Material provided:

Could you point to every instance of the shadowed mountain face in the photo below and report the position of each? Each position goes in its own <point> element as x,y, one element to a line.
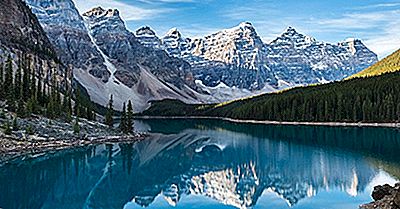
<point>220,163</point>
<point>23,39</point>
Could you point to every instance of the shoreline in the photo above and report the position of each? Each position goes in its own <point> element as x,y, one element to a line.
<point>266,122</point>
<point>13,149</point>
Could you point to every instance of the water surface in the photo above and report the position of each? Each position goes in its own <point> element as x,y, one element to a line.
<point>211,164</point>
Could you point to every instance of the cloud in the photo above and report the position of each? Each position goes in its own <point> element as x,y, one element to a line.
<point>128,12</point>
<point>383,5</point>
<point>380,29</point>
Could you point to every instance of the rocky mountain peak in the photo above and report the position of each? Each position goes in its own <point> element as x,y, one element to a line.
<point>174,33</point>
<point>147,37</point>
<point>99,12</point>
<point>292,37</point>
<point>291,31</point>
<point>353,45</point>
<point>145,31</point>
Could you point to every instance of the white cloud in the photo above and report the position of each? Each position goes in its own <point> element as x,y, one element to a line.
<point>128,12</point>
<point>380,29</point>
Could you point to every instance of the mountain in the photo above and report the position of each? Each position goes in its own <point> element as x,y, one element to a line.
<point>67,32</point>
<point>23,39</point>
<point>237,57</point>
<point>108,60</point>
<point>389,64</point>
<point>373,99</point>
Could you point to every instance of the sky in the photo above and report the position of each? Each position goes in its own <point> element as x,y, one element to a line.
<point>375,22</point>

Task to carry out:
Set every record down exactly, omitting pictures.

Task solution:
Could you point to every instance of the shadowed mountain face in the photo below and report the position of each? Each position goes in its own <point> element as x,y, one element to a line.
<point>220,163</point>
<point>23,39</point>
Could you point to every instance of the shoreline in the photo above and report the position of each? Each position goes in its own <point> element as x,y, one element to a line.
<point>266,122</point>
<point>13,149</point>
Could you point to every instance of the water surface in the photo above and report the position of each? Each position goes in its own <point> element as x,y, one element to a line.
<point>211,164</point>
Could you point to every instance of the cloud in the photo above and report the position of each? Each position goes in its own <point> element as x,y, one element to a line.
<point>128,12</point>
<point>383,5</point>
<point>380,29</point>
Could you point to every instance of the rocky mountain peak in the photo above and report the position of each? Each position goes in its own <point> element as x,y, one element to a line.
<point>174,33</point>
<point>147,37</point>
<point>99,12</point>
<point>292,37</point>
<point>291,31</point>
<point>353,45</point>
<point>145,31</point>
Could you point to every instance of the white cloud in the photo above and report the position of each? Each position goes in its own <point> element as x,y, one element to a line.
<point>128,12</point>
<point>380,29</point>
Could you point to every instance of the mountain in the photo above and report the position of each? Each position goes in its own <point> element as x,y, one element to a line.
<point>67,32</point>
<point>23,39</point>
<point>237,57</point>
<point>108,60</point>
<point>389,64</point>
<point>373,99</point>
Could you point to every instance of the sky in the photo above and report the position of each? Each position goes in its own <point> element as x,y, one element to a line.
<point>375,22</point>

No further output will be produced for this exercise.